→ THE TASK: Leaving out the pictures, transcribe all of the records faithfully.

[Records of labeled points]

▶

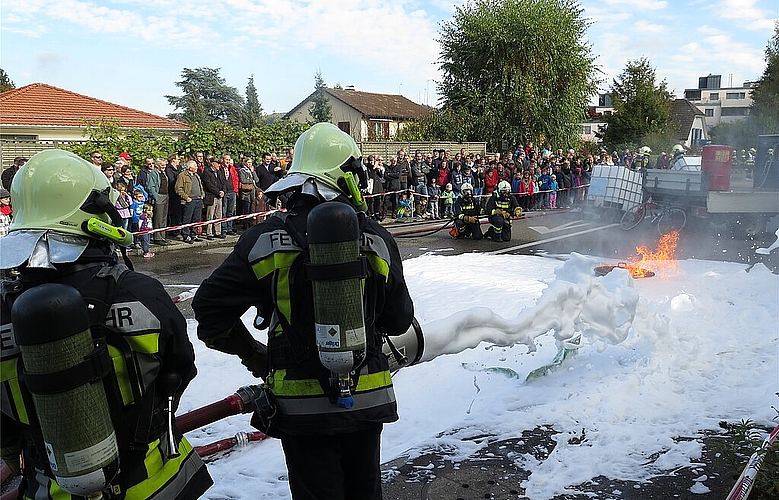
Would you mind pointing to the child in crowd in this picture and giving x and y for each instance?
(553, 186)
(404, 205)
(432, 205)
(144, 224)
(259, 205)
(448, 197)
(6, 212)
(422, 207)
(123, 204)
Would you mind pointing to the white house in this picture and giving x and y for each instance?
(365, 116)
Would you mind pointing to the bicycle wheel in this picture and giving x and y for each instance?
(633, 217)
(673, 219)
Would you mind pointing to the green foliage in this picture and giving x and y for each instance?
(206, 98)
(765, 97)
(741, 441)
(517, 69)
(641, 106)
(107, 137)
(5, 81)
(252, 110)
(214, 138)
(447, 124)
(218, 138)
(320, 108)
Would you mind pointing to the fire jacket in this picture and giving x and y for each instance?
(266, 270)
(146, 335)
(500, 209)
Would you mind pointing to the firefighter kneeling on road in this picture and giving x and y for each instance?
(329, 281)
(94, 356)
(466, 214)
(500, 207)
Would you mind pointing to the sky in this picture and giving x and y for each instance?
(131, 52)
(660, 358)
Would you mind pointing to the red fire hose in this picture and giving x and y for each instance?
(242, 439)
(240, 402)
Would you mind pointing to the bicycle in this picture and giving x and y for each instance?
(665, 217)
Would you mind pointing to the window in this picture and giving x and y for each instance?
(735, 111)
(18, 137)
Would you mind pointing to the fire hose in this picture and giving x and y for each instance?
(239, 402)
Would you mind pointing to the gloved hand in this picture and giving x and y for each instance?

◀

→ OUTPUT BELOW:
Would you mind pointing to the child in crowd in this picture and giving x and y for each instance?
(553, 186)
(404, 205)
(432, 205)
(144, 224)
(259, 205)
(448, 197)
(6, 212)
(422, 207)
(123, 204)
Would you mind pointing to the white house in this picture and giving x and y for each instance?
(365, 116)
Would you mind pointing to the bicycle wheel in this picture and giving x and y for each instance?
(633, 217)
(673, 219)
Would you mind pointing to the green foliage in this picture and giving x and y for each instance?
(206, 98)
(765, 97)
(741, 441)
(517, 69)
(641, 106)
(107, 137)
(5, 81)
(252, 110)
(214, 138)
(447, 124)
(218, 138)
(320, 108)
Would you mind pointing to the fire jacket in this picture and giving x and y for each instance?
(266, 270)
(146, 335)
(500, 209)
Would you mind pointing to the firefighter kneeling on road in this picture and giving x and y for each instance?
(329, 281)
(94, 356)
(466, 214)
(500, 207)
Would you mind pointing to the sky in this picture and giving x and y for each instance?
(131, 52)
(660, 358)
Would you mind pointing to the red fire hose in this picture and giving x and y for each instance?
(242, 439)
(240, 402)
Would you mind pointing to the bicycle in this picture and giving x and y for each instance?
(665, 217)
Would you mind pointing to the window in this picture and giving x and y for each instance?
(735, 111)
(18, 137)
Would you mind pointing to the fire hose in this picture and giving x and y for each instance?
(239, 402)
Would you mind pointing to the gloved hand in this picture and giving x and y for each instance?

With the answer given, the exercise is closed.